» Provided material
⟨

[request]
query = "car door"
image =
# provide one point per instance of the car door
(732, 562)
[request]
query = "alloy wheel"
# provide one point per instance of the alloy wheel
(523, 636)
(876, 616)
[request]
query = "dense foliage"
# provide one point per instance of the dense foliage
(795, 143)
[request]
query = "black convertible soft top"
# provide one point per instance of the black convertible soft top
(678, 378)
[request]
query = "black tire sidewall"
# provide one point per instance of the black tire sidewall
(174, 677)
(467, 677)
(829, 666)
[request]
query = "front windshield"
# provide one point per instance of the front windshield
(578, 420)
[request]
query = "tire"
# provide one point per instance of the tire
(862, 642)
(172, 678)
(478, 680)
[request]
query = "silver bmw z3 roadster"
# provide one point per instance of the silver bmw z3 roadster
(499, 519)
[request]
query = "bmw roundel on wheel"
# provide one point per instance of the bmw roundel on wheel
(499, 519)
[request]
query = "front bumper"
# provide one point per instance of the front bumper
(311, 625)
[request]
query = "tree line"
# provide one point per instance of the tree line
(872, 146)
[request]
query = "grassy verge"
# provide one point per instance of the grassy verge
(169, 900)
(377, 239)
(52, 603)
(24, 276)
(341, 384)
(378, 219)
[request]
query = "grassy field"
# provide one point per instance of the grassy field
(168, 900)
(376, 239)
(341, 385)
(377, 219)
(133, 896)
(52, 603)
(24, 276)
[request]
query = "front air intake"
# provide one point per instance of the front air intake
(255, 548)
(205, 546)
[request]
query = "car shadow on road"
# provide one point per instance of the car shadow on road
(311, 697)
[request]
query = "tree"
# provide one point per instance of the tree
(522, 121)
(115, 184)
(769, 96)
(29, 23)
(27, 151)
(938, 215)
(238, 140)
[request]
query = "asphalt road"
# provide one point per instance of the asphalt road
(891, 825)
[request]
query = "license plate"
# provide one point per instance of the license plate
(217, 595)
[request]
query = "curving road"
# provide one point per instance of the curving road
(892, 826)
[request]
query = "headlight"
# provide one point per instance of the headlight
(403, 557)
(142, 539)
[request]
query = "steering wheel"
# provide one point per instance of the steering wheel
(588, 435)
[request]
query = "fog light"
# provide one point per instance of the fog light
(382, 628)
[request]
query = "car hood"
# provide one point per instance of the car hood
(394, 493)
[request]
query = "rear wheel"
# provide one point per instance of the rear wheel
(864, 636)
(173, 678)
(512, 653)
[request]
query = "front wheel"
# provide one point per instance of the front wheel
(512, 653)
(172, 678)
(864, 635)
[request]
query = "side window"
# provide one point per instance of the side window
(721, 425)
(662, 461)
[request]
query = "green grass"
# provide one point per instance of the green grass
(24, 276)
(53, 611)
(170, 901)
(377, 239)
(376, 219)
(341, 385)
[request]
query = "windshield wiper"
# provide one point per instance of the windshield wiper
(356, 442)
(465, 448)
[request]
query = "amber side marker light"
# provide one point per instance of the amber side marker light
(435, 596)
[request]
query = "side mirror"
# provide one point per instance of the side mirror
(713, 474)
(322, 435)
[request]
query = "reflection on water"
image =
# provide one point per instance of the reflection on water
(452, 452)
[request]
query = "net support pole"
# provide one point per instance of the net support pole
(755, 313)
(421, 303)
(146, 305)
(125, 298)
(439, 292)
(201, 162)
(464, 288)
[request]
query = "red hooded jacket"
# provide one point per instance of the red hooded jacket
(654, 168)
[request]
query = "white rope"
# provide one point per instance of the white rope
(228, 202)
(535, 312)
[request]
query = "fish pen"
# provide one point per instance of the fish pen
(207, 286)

⟩

» Given request
Write out the data again, exactly and in full.

» Solution to the exercise
[request]
query = "car door"
image =
# provide one point per instance of the car door
(732, 562)
[request]
query = "alloy wheel"
# provide one point per instance of the alloy wheel
(523, 636)
(876, 616)
[request]
query = "dense foliage"
# provide one point per instance of the dense foliage
(795, 143)
[request]
query = "black convertible soft top"
# provide one point per instance of the black convertible soft top
(678, 378)
[request]
query = "black tire sidewall"
# provide one point per instance of the black tire sidewall
(174, 677)
(467, 677)
(829, 666)
[request]
query = "front windshield"
# provide one point per instance of the front windshield
(578, 420)
[request]
query = "tire"
# provide one point per instance of the tire
(862, 642)
(172, 678)
(478, 680)
[request]
query = "silver bmw z3 roadster"
# provide one point per instance of the silver bmw z3 roadster
(499, 519)
[request]
query = "bmw roundel on wheel"
# provide one point per instance of the bmw roundel on wheel
(499, 519)
[request]
query = "front bumper"
# provide one point per instance of the front bumper
(311, 625)
[request]
query = "tree line"
# provide one point per instance of the tree line
(872, 146)
[request]
query = "grassy verge"
# provide one point per instance of the grassy verge
(169, 900)
(377, 239)
(52, 603)
(24, 276)
(341, 384)
(378, 219)
[request]
query = "grassy field"
# provide one point per instance of the grassy field
(168, 900)
(376, 239)
(341, 385)
(377, 219)
(133, 896)
(52, 603)
(24, 276)
[request]
query = "front air intake"
# provide one point per instance of the front air intake
(255, 548)
(205, 546)
[request]
query = "car shadow on road"
# provide one point per instance of the car shadow on road
(311, 697)
[request]
query = "tree"
# provide one point per instance of the tree
(522, 121)
(115, 184)
(769, 96)
(29, 23)
(27, 151)
(938, 215)
(238, 140)
[request]
query = "asphalt road"
# provide one point per instance of the asphalt road
(891, 825)
[request]
query = "license plate"
# provide one point per instance of the license plate
(217, 595)
[request]
query = "curving road"
# provide one point per instance of the curving road
(892, 826)
[request]
query = "headlight"
# provide one point per instance of the headlight
(403, 557)
(142, 539)
[request]
query = "steering wheel"
# provide one point per instance of the steering wheel
(588, 435)
[request]
query = "fog light"
# provide one point per instance of the fog light
(382, 628)
[request]
query = "car hood"
# provide one point per instance of the car hood
(394, 493)
[request]
query = "rear wheel"
# provide one point per instance of the rear wheel
(864, 636)
(173, 678)
(512, 653)
[request]
query = "front wheel"
# provide one point per instance of the front wheel
(512, 653)
(172, 678)
(864, 635)
[request]
query = "side window"
# provide one point per instance of the side window
(721, 425)
(662, 461)
[request]
query = "green grass"
# provide one point per instance of the green grass
(24, 276)
(53, 611)
(170, 901)
(377, 239)
(376, 219)
(341, 385)
[request]
query = "windshield wiper"
# provide one point per instance of the windshield wiper
(356, 442)
(465, 448)
[request]
query = "amber side marker light"
# provide one point per instance of the amber side marker light
(435, 596)
[request]
query = "side mirror"
# provide one point per instance of the side mirror
(713, 474)
(322, 435)
[request]
query = "reflection on water"
image =
# provide one point per instance of the reflection on water
(452, 452)
[request]
query = "net support pole"
# provide one point per instance of the net support pole
(755, 313)
(421, 303)
(146, 305)
(125, 298)
(439, 292)
(201, 162)
(464, 288)
[request]
query = "red hooded jacket"
# provide one point per instance of the red hooded jacket
(654, 168)
[request]
query = "white rope"
# provide one point per instance of the white rope
(228, 202)
(535, 312)
[request]
query = "fish pen"
# provide one point per instance of the fish pen
(207, 286)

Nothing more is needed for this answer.